# Texte à lire

Le manque d’encadrement est souvent mis en exergue par les patients. Ce n’est pas Jonathan Sophie qui nous dira le contraire. Ce jeune homme de
25 ans prend de la méthadone depuis cinq ans. Il confie avoir commencé à se droguer à l’âge de 16 ans, en prenant du brown sugar. Issu d’une famille éclatée, cet habitant de Mahébourg a arrêté sa scolarité après avoir pris part aux examens du Certificate of Primary Education (CPE). C’est par le biais de ses «mauvaises fréquentations», dit-il, qu’il est tombé dans l’enfer de la drogue. «La méthadone est un traitement. Nous autres, les patients qui sommes sous ce médicament, nous voulons tous nous en sortir, mais nous replongeons dans nos travées à cause des préjugés de la société. À titre d’exemple, personne ne veut nous employer lorsqu’on dit qu’on prend de la méthadone. C’est vrai que la plupart d’entre nous avons fait de la prison pour une raison ou une autre, mais nous avons déjà payé pour cela. Qu’on nous donne notre chance de refaire nos vies en nous donnant du travail», lance Jonathan Sophie.

# Données fournies
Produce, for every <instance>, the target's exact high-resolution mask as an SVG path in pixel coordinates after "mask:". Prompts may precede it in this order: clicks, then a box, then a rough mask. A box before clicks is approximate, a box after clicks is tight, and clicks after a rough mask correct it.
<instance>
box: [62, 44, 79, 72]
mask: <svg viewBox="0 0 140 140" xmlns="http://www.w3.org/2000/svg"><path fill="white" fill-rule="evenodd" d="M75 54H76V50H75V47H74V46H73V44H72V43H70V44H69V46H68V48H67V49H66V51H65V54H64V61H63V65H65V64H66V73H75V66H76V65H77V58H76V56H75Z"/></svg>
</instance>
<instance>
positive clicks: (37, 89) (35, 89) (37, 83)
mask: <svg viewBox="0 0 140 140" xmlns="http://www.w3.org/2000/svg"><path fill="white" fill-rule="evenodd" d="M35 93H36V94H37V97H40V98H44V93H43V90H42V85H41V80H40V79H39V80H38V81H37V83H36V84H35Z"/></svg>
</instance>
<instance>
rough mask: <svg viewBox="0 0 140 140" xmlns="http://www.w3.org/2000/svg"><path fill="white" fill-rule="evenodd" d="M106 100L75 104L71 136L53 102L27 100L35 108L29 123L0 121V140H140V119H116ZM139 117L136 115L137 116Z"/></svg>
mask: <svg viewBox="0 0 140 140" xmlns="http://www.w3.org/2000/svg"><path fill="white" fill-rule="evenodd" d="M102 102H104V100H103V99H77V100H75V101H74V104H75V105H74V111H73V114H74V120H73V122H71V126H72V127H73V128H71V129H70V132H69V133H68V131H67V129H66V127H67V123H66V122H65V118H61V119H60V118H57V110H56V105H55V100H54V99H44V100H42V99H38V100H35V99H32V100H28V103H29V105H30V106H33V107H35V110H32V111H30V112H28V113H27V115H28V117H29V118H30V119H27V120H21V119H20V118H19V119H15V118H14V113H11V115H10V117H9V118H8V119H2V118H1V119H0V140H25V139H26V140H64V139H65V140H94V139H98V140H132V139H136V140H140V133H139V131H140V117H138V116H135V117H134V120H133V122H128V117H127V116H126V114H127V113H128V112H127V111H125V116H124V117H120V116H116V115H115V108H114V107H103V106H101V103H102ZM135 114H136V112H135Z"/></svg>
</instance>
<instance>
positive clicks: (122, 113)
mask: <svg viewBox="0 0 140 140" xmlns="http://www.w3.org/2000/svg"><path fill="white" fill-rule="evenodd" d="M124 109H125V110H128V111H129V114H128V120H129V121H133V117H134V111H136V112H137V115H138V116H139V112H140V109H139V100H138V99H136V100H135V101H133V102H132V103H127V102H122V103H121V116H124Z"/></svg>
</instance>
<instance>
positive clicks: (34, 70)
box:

# À faire
a: Relevez tous les nombres qui figurent dans le texte à lire. Pour chacun, dites à quoi il correspond.
b: D'après le texte à lire, dans quelle ville habite Jonathan Sophie ?

# Vos réponses
a:
- 25 : l'âge de Jonathan Sophie.
- Cinq : le nombre d'années depuis lesquelles il prend de la méthadone.
- 16 : l'âge auquel il a commencé à se droguer.

b: Il habite à Mahébourg.